Your instructions:
Filtering the records below, copy only those lines that include the word "chair".

Extracted records:

• • •

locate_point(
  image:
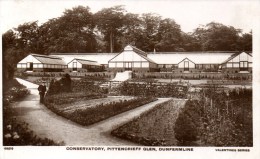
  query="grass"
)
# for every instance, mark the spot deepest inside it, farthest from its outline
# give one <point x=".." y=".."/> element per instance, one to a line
<point x="153" y="128"/>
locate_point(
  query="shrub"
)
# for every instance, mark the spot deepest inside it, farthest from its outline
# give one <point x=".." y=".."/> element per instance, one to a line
<point x="187" y="123"/>
<point x="91" y="115"/>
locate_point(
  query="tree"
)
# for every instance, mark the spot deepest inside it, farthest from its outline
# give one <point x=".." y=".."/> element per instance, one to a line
<point x="245" y="42"/>
<point x="72" y="32"/>
<point x="132" y="29"/>
<point x="187" y="123"/>
<point x="27" y="36"/>
<point x="150" y="25"/>
<point x="217" y="37"/>
<point x="110" y="23"/>
<point x="169" y="36"/>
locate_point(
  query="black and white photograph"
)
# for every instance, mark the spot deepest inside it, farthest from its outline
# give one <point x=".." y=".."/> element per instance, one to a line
<point x="132" y="76"/>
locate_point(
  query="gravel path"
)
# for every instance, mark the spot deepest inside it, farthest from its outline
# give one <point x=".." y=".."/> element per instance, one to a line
<point x="47" y="124"/>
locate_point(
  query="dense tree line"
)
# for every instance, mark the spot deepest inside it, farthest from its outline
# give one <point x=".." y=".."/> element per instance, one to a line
<point x="110" y="29"/>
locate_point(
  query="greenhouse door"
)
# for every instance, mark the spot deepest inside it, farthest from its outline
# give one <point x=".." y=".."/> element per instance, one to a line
<point x="186" y="65"/>
<point x="243" y="66"/>
<point x="128" y="66"/>
<point x="74" y="66"/>
<point x="29" y="66"/>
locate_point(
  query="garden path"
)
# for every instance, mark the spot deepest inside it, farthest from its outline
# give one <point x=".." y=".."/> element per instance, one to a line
<point x="47" y="124"/>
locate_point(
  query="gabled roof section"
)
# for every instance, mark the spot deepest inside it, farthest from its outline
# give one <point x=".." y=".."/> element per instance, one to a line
<point x="196" y="57"/>
<point x="187" y="59"/>
<point x="135" y="49"/>
<point x="45" y="59"/>
<point x="235" y="55"/>
<point x="86" y="62"/>
<point x="146" y="58"/>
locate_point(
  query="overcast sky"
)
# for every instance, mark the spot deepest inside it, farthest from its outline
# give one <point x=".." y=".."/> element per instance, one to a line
<point x="188" y="14"/>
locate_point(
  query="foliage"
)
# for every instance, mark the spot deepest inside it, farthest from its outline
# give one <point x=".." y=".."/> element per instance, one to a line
<point x="15" y="132"/>
<point x="217" y="119"/>
<point x="154" y="127"/>
<point x="186" y="128"/>
<point x="153" y="89"/>
<point x="109" y="30"/>
<point x="62" y="85"/>
<point x="91" y="115"/>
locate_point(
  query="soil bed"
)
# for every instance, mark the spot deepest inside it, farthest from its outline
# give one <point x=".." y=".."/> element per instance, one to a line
<point x="155" y="127"/>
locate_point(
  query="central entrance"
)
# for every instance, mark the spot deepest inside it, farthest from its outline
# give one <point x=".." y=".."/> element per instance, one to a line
<point x="74" y="66"/>
<point x="186" y="65"/>
<point x="128" y="66"/>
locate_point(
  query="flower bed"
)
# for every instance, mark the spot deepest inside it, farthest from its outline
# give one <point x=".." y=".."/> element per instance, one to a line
<point x="17" y="133"/>
<point x="91" y="115"/>
<point x="153" y="89"/>
<point x="153" y="128"/>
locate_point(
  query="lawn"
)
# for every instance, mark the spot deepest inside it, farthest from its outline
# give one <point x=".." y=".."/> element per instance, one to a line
<point x="155" y="127"/>
<point x="84" y="104"/>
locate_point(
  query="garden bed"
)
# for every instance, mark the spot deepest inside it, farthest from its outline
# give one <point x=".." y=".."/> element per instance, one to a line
<point x="15" y="132"/>
<point x="153" y="128"/>
<point x="89" y="111"/>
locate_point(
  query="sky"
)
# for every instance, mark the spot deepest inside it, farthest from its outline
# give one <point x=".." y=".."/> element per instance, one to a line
<point x="188" y="14"/>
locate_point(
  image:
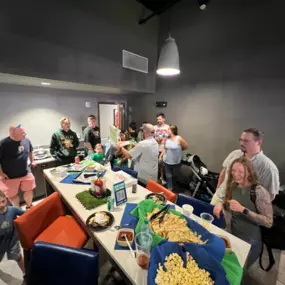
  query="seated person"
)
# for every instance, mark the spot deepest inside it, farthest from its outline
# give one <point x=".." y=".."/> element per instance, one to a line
<point x="246" y="215"/>
<point x="120" y="160"/>
<point x="132" y="130"/>
<point x="98" y="155"/>
<point x="8" y="239"/>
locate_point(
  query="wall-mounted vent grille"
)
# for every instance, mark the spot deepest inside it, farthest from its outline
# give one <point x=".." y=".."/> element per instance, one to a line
<point x="135" y="62"/>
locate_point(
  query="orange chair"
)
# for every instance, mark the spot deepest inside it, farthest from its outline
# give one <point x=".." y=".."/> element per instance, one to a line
<point x="157" y="188"/>
<point x="47" y="222"/>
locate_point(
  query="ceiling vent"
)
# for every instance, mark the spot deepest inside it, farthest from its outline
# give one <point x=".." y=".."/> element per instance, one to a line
<point x="135" y="62"/>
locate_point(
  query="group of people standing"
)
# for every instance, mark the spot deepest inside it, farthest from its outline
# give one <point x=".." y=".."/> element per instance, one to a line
<point x="158" y="152"/>
<point x="248" y="183"/>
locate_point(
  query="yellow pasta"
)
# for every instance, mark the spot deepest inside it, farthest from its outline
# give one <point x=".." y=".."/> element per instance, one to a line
<point x="174" y="229"/>
<point x="177" y="274"/>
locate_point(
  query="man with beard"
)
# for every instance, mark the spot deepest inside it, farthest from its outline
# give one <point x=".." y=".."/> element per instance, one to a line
<point x="64" y="143"/>
<point x="251" y="141"/>
<point x="16" y="160"/>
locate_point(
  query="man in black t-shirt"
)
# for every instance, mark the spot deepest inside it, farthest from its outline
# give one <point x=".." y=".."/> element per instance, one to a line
<point x="91" y="135"/>
<point x="15" y="172"/>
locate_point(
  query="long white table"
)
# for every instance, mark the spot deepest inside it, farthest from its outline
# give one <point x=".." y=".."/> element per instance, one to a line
<point x="107" y="238"/>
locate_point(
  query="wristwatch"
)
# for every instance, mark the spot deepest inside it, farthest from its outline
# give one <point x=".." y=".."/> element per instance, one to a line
<point x="245" y="211"/>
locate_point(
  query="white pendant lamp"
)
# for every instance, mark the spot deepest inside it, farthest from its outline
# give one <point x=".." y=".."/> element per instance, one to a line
<point x="168" y="64"/>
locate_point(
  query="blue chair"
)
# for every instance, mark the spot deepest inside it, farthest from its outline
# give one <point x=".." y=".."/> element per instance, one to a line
<point x="132" y="172"/>
<point x="201" y="207"/>
<point x="57" y="265"/>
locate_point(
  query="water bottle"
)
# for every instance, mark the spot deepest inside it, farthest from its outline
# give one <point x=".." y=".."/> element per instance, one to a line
<point x="145" y="227"/>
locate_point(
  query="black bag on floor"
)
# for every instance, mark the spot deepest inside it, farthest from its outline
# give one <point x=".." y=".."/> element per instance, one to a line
<point x="272" y="238"/>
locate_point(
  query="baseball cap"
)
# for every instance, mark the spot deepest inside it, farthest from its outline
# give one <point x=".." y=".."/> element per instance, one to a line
<point x="148" y="128"/>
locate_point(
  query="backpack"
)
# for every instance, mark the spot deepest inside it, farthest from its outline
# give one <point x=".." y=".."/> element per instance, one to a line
<point x="273" y="237"/>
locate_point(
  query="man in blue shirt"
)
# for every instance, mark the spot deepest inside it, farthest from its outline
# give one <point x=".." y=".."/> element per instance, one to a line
<point x="15" y="171"/>
<point x="8" y="238"/>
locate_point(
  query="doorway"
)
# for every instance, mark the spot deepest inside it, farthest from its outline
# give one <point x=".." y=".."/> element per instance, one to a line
<point x="110" y="113"/>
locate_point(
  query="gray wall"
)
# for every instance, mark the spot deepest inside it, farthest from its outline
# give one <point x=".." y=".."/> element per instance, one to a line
<point x="40" y="109"/>
<point x="232" y="77"/>
<point x="78" y="41"/>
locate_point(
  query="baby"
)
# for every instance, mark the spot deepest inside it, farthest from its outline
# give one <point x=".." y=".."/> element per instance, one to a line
<point x="8" y="239"/>
<point x="98" y="156"/>
<point x="120" y="159"/>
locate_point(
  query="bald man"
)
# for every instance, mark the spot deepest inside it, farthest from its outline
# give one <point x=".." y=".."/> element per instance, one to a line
<point x="145" y="156"/>
<point x="15" y="172"/>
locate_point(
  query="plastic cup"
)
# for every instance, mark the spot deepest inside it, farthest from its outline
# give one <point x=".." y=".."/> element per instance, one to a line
<point x="207" y="220"/>
<point x="187" y="210"/>
<point x="143" y="246"/>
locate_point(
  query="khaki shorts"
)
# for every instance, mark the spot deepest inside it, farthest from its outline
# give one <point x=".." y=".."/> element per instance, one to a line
<point x="11" y="186"/>
<point x="13" y="253"/>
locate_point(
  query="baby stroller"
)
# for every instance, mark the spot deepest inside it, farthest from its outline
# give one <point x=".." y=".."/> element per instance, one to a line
<point x="203" y="182"/>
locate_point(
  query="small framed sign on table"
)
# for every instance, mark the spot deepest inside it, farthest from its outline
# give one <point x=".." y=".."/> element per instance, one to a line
<point x="120" y="193"/>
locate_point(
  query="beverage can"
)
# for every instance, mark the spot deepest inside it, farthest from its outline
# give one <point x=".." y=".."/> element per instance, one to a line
<point x="134" y="188"/>
<point x="110" y="204"/>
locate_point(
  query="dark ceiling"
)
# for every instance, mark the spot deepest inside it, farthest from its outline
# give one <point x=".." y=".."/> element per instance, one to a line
<point x="156" y="7"/>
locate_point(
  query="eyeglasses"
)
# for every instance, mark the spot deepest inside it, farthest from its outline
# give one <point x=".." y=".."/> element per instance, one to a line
<point x="19" y="126"/>
<point x="245" y="140"/>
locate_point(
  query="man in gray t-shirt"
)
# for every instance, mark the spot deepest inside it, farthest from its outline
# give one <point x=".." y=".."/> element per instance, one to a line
<point x="160" y="134"/>
<point x="251" y="141"/>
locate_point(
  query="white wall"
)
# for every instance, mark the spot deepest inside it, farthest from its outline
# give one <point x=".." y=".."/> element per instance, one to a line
<point x="106" y="119"/>
<point x="40" y="109"/>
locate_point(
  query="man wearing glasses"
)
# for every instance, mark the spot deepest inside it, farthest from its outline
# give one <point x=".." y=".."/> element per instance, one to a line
<point x="15" y="172"/>
<point x="251" y="141"/>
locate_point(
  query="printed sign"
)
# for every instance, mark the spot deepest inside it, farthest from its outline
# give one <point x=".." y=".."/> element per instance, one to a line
<point x="120" y="193"/>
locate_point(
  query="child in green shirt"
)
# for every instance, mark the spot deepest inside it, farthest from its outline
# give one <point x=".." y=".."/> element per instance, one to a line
<point x="98" y="155"/>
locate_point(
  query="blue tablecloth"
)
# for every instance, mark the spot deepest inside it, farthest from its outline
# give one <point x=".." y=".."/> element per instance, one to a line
<point x="215" y="245"/>
<point x="131" y="220"/>
<point x="203" y="258"/>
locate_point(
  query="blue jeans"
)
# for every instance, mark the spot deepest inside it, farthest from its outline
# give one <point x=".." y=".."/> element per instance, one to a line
<point x="171" y="174"/>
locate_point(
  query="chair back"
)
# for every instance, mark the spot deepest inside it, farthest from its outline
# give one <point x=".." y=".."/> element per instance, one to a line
<point x="131" y="172"/>
<point x="157" y="188"/>
<point x="201" y="207"/>
<point x="56" y="264"/>
<point x="37" y="219"/>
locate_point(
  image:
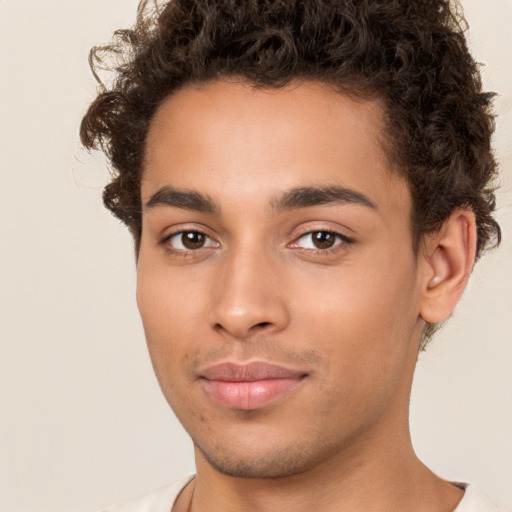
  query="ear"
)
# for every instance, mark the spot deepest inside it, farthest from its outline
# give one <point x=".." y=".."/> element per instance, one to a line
<point x="448" y="257"/>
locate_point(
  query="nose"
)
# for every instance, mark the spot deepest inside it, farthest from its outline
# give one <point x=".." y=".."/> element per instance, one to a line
<point x="250" y="296"/>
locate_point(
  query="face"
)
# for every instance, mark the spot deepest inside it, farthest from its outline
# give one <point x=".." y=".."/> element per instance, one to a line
<point x="276" y="278"/>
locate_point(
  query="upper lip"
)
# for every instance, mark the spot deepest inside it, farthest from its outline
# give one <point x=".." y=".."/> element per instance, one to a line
<point x="249" y="372"/>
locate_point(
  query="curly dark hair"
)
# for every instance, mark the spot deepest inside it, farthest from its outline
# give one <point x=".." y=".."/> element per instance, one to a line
<point x="410" y="54"/>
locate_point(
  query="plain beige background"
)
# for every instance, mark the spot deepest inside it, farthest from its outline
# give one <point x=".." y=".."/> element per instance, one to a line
<point x="82" y="421"/>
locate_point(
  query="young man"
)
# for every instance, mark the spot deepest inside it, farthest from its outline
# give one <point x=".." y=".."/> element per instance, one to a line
<point x="308" y="185"/>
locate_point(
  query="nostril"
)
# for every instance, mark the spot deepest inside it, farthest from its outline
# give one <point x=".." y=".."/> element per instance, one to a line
<point x="262" y="324"/>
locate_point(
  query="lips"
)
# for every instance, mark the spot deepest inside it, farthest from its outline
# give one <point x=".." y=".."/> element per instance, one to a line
<point x="248" y="386"/>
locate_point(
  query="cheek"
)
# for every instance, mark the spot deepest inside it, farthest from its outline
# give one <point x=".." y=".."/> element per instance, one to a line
<point x="362" y="314"/>
<point x="169" y="312"/>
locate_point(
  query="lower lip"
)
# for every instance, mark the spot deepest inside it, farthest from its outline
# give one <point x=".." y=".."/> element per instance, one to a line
<point x="249" y="395"/>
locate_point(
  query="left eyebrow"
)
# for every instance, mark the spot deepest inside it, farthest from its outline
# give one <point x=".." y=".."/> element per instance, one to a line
<point x="304" y="197"/>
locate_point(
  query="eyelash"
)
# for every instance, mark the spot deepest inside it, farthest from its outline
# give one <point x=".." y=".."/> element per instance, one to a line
<point x="343" y="240"/>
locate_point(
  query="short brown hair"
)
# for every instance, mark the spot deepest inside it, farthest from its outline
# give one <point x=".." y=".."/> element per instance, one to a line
<point x="412" y="54"/>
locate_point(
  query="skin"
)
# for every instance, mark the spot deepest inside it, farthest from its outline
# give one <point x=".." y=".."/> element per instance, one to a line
<point x="349" y="318"/>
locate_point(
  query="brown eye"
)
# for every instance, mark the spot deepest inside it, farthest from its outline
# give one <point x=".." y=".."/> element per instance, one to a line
<point x="193" y="239"/>
<point x="323" y="239"/>
<point x="189" y="241"/>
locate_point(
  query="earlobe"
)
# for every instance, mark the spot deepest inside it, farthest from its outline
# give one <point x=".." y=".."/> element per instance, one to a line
<point x="449" y="256"/>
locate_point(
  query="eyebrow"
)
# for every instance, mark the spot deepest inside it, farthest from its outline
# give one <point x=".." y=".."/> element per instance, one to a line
<point x="294" y="199"/>
<point x="304" y="197"/>
<point x="185" y="199"/>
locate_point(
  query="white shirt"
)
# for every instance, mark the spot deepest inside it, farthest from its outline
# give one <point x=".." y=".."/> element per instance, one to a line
<point x="162" y="500"/>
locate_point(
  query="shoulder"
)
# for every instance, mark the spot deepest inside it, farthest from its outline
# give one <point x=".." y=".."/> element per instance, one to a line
<point x="160" y="500"/>
<point x="476" y="501"/>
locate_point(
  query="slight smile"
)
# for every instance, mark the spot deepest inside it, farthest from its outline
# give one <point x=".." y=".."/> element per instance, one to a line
<point x="248" y="386"/>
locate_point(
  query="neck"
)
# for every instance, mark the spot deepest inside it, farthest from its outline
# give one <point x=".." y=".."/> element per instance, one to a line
<point x="377" y="470"/>
<point x="395" y="480"/>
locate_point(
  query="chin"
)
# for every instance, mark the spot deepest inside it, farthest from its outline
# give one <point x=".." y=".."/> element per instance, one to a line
<point x="273" y="463"/>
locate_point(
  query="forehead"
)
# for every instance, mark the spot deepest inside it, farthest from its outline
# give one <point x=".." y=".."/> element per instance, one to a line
<point x="237" y="141"/>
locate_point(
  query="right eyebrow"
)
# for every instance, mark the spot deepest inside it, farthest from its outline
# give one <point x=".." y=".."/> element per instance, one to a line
<point x="185" y="199"/>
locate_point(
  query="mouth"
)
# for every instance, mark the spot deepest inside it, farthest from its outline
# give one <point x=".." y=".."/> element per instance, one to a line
<point x="249" y="386"/>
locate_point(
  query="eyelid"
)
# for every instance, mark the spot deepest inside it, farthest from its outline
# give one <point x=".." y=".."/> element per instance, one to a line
<point x="343" y="239"/>
<point x="166" y="239"/>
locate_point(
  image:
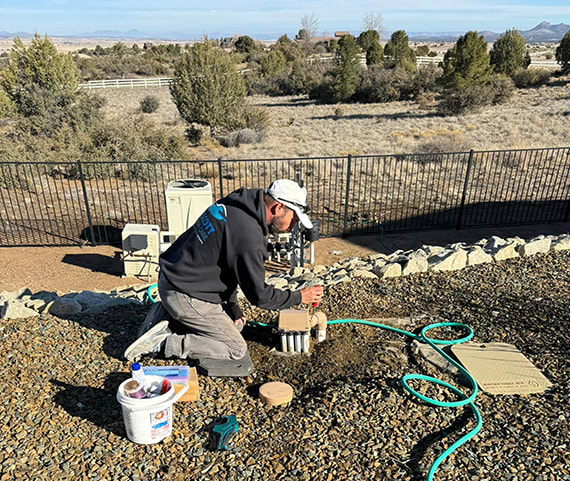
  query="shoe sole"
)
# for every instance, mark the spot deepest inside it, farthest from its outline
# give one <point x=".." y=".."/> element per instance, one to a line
<point x="145" y="343"/>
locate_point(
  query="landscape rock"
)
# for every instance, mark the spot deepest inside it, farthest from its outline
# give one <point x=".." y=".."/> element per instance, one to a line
<point x="534" y="246"/>
<point x="476" y="255"/>
<point x="17" y="294"/>
<point x="433" y="357"/>
<point x="318" y="268"/>
<point x="505" y="252"/>
<point x="14" y="309"/>
<point x="364" y="274"/>
<point x="562" y="243"/>
<point x="393" y="269"/>
<point x="64" y="307"/>
<point x="415" y="265"/>
<point x="277" y="282"/>
<point x="448" y="261"/>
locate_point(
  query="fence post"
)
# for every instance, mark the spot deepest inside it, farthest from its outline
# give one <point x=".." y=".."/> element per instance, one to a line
<point x="220" y="177"/>
<point x="465" y="185"/>
<point x="85" y="199"/>
<point x="348" y="169"/>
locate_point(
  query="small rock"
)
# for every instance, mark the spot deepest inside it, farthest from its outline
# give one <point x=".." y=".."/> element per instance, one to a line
<point x="63" y="307"/>
<point x="14" y="309"/>
<point x="448" y="261"/>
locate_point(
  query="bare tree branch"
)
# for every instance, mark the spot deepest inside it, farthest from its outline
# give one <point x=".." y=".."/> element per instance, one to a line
<point x="373" y="21"/>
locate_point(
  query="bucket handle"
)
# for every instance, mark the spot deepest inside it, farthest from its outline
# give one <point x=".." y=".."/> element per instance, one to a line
<point x="176" y="397"/>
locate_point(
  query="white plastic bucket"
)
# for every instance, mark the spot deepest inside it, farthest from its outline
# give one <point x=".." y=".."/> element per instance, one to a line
<point x="149" y="421"/>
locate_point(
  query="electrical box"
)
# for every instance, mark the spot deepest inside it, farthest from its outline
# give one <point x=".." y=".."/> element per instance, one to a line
<point x="186" y="200"/>
<point x="141" y="248"/>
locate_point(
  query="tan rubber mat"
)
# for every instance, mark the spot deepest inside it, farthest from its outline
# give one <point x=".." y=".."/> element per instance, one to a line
<point x="500" y="368"/>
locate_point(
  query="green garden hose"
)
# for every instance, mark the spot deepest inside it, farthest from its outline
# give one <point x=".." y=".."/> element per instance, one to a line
<point x="433" y="343"/>
<point x="464" y="401"/>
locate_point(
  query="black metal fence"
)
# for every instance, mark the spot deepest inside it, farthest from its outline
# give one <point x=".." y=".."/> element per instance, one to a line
<point x="67" y="203"/>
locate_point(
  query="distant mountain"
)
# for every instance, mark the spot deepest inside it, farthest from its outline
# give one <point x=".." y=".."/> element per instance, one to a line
<point x="546" y="32"/>
<point x="5" y="34"/>
<point x="434" y="36"/>
<point x="543" y="32"/>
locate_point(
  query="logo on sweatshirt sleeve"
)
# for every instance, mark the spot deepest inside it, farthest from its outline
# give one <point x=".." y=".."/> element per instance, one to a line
<point x="218" y="211"/>
<point x="204" y="227"/>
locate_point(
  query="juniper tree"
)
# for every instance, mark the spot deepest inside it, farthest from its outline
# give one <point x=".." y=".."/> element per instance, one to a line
<point x="563" y="53"/>
<point x="206" y="87"/>
<point x="400" y="53"/>
<point x="508" y="53"/>
<point x="466" y="63"/>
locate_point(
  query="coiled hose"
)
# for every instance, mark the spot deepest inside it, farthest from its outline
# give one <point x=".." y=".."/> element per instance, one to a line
<point x="433" y="343"/>
<point x="464" y="399"/>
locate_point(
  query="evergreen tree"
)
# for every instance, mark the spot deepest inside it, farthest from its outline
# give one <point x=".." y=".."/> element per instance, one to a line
<point x="206" y="87"/>
<point x="347" y="68"/>
<point x="41" y="66"/>
<point x="367" y="39"/>
<point x="563" y="53"/>
<point x="508" y="53"/>
<point x="245" y="44"/>
<point x="466" y="63"/>
<point x="400" y="53"/>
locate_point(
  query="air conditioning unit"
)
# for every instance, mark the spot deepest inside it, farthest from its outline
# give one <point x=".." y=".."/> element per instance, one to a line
<point x="186" y="200"/>
<point x="141" y="248"/>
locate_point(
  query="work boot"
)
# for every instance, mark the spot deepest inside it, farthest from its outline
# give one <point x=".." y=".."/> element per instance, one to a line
<point x="152" y="341"/>
<point x="155" y="314"/>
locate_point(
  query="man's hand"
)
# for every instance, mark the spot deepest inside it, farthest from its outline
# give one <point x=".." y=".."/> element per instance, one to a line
<point x="311" y="295"/>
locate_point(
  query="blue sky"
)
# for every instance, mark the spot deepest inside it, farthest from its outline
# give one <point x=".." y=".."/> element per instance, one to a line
<point x="71" y="17"/>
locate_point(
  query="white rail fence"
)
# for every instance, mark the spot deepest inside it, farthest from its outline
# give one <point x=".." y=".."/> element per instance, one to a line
<point x="166" y="81"/>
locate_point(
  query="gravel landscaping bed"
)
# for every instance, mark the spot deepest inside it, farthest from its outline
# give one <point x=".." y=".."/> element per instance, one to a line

• • •

Response:
  query="orange chair"
  query="blue chair"
  query="chair back"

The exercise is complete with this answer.